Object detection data
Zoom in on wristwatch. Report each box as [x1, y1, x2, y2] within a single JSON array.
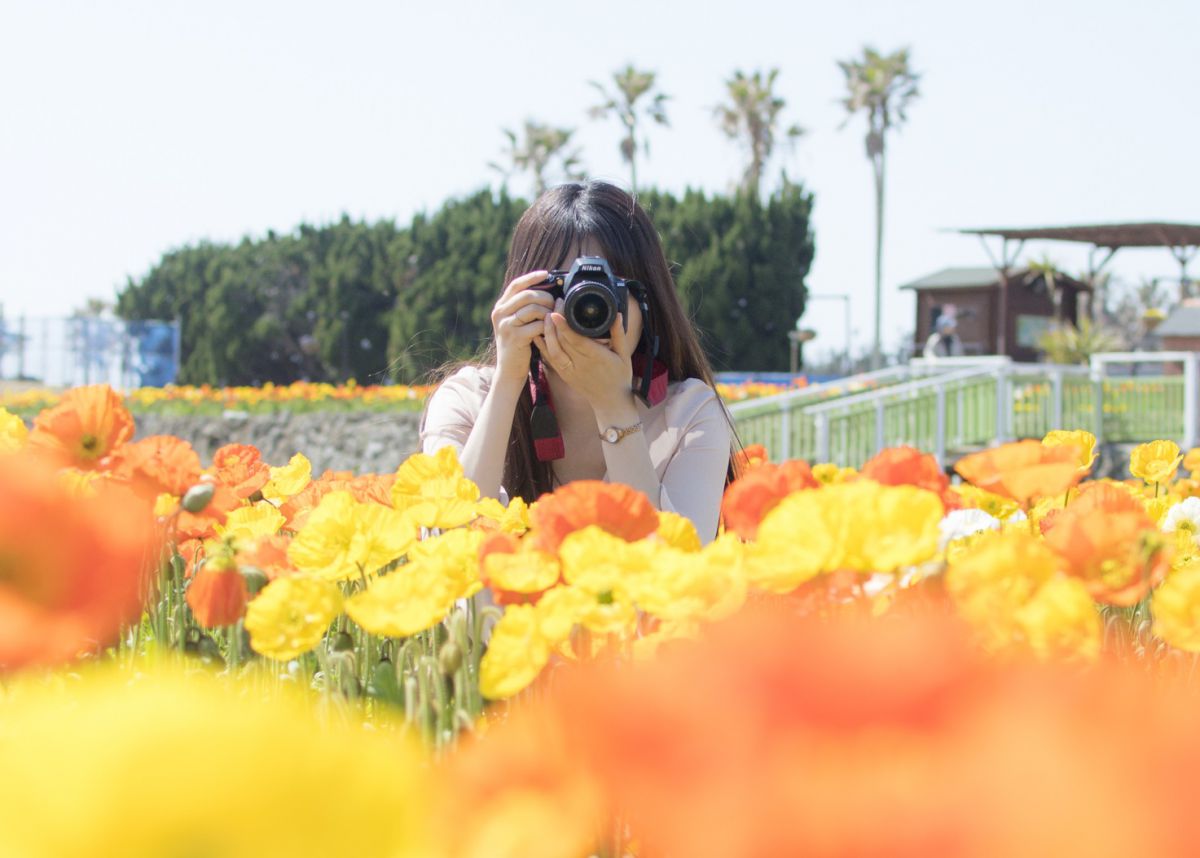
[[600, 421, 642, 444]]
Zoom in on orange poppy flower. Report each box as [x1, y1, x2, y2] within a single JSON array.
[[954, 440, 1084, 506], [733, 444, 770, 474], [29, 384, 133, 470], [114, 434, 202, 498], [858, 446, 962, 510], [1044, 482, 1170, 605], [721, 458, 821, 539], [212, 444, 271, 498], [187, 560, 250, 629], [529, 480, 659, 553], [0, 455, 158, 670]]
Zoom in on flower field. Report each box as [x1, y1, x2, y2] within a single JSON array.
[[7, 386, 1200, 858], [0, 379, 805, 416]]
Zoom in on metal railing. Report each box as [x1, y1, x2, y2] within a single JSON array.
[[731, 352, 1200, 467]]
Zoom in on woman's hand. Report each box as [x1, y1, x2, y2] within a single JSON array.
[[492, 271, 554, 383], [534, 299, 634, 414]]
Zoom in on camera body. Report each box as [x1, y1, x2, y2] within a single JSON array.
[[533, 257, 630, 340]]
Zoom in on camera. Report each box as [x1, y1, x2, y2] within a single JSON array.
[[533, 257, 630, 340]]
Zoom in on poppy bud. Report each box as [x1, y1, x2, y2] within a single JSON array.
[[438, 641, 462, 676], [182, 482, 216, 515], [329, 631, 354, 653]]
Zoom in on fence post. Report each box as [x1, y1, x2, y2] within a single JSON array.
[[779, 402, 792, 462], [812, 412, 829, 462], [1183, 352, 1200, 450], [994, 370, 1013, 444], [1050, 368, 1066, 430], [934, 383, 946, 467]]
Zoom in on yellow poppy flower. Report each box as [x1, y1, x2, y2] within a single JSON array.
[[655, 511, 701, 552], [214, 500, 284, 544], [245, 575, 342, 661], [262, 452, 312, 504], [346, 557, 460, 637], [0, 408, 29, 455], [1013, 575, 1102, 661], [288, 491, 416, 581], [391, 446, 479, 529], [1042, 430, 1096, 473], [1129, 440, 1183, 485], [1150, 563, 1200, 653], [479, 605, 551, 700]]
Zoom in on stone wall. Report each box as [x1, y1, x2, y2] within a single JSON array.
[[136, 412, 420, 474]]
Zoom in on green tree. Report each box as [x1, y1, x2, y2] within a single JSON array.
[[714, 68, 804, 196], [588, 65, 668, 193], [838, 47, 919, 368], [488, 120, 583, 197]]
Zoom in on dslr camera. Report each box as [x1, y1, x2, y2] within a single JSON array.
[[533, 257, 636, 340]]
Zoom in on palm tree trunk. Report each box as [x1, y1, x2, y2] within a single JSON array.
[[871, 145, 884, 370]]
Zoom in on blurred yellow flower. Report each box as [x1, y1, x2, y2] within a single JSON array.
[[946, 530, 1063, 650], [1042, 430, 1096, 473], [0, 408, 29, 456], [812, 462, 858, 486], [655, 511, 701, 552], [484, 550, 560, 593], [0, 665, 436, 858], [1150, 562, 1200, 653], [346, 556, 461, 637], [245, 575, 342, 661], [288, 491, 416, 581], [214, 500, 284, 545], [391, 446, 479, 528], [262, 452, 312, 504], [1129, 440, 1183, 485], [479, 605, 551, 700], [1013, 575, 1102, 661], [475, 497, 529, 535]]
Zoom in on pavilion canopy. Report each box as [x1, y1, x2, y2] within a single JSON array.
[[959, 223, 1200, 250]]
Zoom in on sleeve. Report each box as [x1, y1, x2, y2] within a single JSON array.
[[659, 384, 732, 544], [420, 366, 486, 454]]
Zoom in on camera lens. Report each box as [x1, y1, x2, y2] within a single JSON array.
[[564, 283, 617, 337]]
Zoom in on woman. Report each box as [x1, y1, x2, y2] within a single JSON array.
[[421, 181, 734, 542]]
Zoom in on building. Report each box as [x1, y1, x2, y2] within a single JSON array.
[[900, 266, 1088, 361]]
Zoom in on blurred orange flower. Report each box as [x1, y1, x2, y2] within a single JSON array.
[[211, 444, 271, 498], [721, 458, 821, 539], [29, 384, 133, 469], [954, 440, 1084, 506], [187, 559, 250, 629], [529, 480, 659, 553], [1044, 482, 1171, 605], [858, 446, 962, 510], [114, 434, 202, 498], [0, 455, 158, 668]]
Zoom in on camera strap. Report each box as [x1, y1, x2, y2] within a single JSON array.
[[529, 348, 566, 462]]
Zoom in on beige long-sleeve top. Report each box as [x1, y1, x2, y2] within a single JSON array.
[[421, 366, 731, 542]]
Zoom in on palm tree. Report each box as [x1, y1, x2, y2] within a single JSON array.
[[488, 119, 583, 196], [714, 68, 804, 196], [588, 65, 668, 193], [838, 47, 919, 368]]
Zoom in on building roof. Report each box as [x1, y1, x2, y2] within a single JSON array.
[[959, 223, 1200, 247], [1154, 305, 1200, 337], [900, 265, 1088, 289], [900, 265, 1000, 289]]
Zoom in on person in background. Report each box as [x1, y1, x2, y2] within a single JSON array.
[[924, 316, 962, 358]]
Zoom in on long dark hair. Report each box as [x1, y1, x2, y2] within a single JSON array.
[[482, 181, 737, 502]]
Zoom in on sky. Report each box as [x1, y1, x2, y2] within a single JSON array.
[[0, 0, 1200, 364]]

YOUR GOAL:
Could you reproduce every line of the material above verbatim, omitting the picture?

EXERCISE RESULT:
Zoom in on wristwatch. Report each box as [x1, y1, x2, y2] within a single JSON array.
[[600, 421, 642, 444]]
Zoom in on orange poppy flower. Report each box as [x1, y1, x2, y2] within a single JSON array.
[[954, 440, 1084, 506], [733, 444, 770, 474], [29, 384, 133, 470], [114, 434, 202, 498], [858, 446, 962, 510], [1044, 482, 1170, 605], [721, 458, 821, 539], [212, 444, 271, 498], [187, 560, 250, 629], [529, 480, 659, 553], [0, 455, 158, 670]]
Zoom in on flower field. Report each box as [x1, y1, x2, y2] within a single JSON array.
[[7, 386, 1200, 858], [0, 379, 805, 416]]
Zoom in on metal railing. Report each box as [x1, y1, x2, y2] within a single JSON array.
[[731, 352, 1200, 467]]
Zoom in on woman's hand. Report each box as [x1, y1, x2, y2] within a single JSON array.
[[492, 271, 554, 383], [534, 299, 634, 414]]
Zoom in on camera body. Report each box as [x1, y1, x2, y2] within a single JSON array.
[[533, 257, 630, 340]]
Zoom in on camera. Report each box as [x1, y1, x2, y2] within a single JSON array.
[[533, 257, 630, 340]]
Zoom in on poppy bud. Report each box as [x1, y1, x2, y2] within a single JSON array.
[[438, 641, 462, 676], [182, 482, 216, 515], [329, 631, 354, 653]]
Zoom in on fence post. Report each box as [x1, y1, x2, y2] within a single JSON array.
[[779, 402, 792, 462], [812, 412, 829, 462], [1183, 352, 1200, 450], [994, 370, 1013, 444], [1050, 368, 1066, 430], [934, 383, 946, 467]]
Zoom in on yellow poppy flower. Report each box as [x1, y1, x2, y2] within a single JSON array.
[[655, 511, 701, 552], [214, 500, 284, 544], [245, 575, 342, 661], [262, 452, 312, 504], [346, 557, 460, 637], [0, 408, 29, 455], [1013, 575, 1102, 661], [288, 491, 416, 581], [391, 446, 479, 529], [1042, 430, 1096, 473], [1129, 440, 1183, 485], [1150, 563, 1200, 653], [479, 605, 551, 700]]
Zoom in on stone wall. Report each box as [x1, y1, x2, y2] within a single JSON array.
[[136, 412, 420, 474]]
Zoom in on green tree. Report each box as [x1, y1, x2, y2] within a single JSON array.
[[714, 68, 804, 196], [588, 65, 668, 193], [838, 47, 919, 368], [488, 120, 583, 197]]
Zoom in on dslr camera. Report each box as [x1, y1, x2, y2] within a single JSON array.
[[533, 257, 636, 340]]
Zoom in on palm tree trunk. Report each box as [x1, y1, x2, y2] within a single JSON array.
[[871, 145, 884, 370]]
Zoom in on blurred yellow flower. Report each box as [x1, y1, x2, y2] within a single JSON array.
[[946, 530, 1063, 650], [1042, 430, 1096, 473], [0, 408, 29, 456], [812, 462, 858, 486], [655, 511, 701, 552], [484, 550, 560, 593], [0, 665, 436, 858], [1150, 562, 1200, 653], [346, 556, 461, 637], [245, 575, 342, 661], [288, 491, 416, 581], [214, 500, 284, 545], [391, 446, 479, 528], [262, 452, 312, 504], [1129, 440, 1183, 485], [479, 605, 551, 700], [1013, 575, 1102, 661], [475, 497, 529, 535]]
Zoom in on pavilion canopy. Report each box as [x1, y1, x2, y2] within a single JSON array.
[[959, 223, 1200, 250]]
Zoom in on sleeve. Report each box as [x1, y1, x2, y2] within a single JSON array.
[[659, 384, 732, 544], [420, 366, 486, 454]]
Zoom in on camera lens. Report each box as [x1, y1, x2, y2] within a single JSON array.
[[564, 283, 617, 337]]
Zoom in on woman. Report each box as [x1, y1, x2, y2] within a single JSON array.
[[421, 181, 734, 542]]
Zoom in on building. Report each box as [x1, y1, x2, y2] within a single JSON array.
[[900, 266, 1088, 361]]
Zoom in on blurred orange flower. Report each box as [x1, y1, x2, y2] within a single JSON array.
[[211, 444, 271, 498], [721, 458, 821, 539], [29, 384, 133, 469], [954, 440, 1084, 506], [187, 559, 250, 629], [529, 480, 659, 553], [1044, 482, 1171, 605], [858, 446, 962, 510], [114, 434, 202, 498], [0, 455, 158, 668]]
Zoom in on camera strap. Report each box as [x1, y1, x2, y2] within a single JSON array.
[[529, 348, 566, 462]]
Zoom in on beige long-sleeve top. Report each box as [x1, y1, x2, y2] within a single JSON array.
[[421, 366, 731, 542]]
Zoom in on palm tree. Report each box as [x1, y1, x2, y2] within a single JSON array.
[[488, 119, 583, 196], [714, 68, 804, 196], [588, 65, 668, 193], [838, 47, 919, 368]]
Zoom in on building roof. Report each box as [x1, y1, x2, y2] within a single JSON array.
[[959, 223, 1200, 247], [1154, 305, 1200, 337], [900, 265, 1088, 289], [900, 265, 1000, 289]]
Zoom in on person in background. Report each box as [x1, y1, x2, y2] within a single JSON array.
[[924, 316, 962, 358]]
Zoom in on long dark hair. Report each box as [x1, y1, x2, y2] within a single JSON array.
[[482, 181, 737, 502]]
Zoom in on sky. Report each box as [x1, y1, x2, y2] within a single JSON array.
[[0, 0, 1200, 364]]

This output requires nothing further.